**Given information:**
::::::::
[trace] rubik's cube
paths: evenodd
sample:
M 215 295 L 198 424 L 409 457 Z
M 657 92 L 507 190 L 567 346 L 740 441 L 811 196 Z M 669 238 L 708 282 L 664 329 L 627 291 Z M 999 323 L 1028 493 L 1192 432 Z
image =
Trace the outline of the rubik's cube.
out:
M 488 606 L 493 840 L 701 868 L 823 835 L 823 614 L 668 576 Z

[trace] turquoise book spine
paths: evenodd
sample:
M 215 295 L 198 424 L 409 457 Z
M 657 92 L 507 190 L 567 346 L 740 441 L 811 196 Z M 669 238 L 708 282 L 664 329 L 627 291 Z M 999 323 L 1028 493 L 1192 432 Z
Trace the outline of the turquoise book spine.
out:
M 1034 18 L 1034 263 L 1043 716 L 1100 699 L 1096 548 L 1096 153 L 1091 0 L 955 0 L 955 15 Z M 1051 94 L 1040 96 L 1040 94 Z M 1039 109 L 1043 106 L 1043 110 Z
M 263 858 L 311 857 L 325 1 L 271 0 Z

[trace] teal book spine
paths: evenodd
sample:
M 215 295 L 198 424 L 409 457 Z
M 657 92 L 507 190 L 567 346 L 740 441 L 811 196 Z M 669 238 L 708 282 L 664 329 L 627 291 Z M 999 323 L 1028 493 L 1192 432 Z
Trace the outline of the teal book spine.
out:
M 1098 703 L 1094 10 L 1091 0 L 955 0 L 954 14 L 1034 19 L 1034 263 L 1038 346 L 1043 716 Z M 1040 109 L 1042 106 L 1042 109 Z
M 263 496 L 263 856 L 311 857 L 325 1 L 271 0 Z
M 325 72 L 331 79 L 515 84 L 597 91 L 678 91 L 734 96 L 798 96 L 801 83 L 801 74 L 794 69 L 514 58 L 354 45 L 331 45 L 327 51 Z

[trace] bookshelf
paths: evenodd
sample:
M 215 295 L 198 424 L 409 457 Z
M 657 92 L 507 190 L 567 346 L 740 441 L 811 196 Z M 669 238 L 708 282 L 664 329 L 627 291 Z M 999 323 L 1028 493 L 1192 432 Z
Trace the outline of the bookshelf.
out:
::::::::
**What is asked:**
Rewrite the listing from its start through the line containing "M 488 606 L", replacing "rubik's cube" with "puzzle cube" and leaving everything else unchanged.

**The output:**
[trace] puzzle cube
paths: evenodd
sample:
M 215 295 L 198 424 L 409 457 Z
M 657 92 L 507 190 L 567 346 L 740 441 L 811 196 Z M 669 238 L 708 282 L 664 329 L 627 291 Z M 999 323 L 1028 493 L 1192 432 Z
image =
Trace the outline of the puzzle cube.
out:
M 488 606 L 493 840 L 701 868 L 823 835 L 823 614 L 668 576 Z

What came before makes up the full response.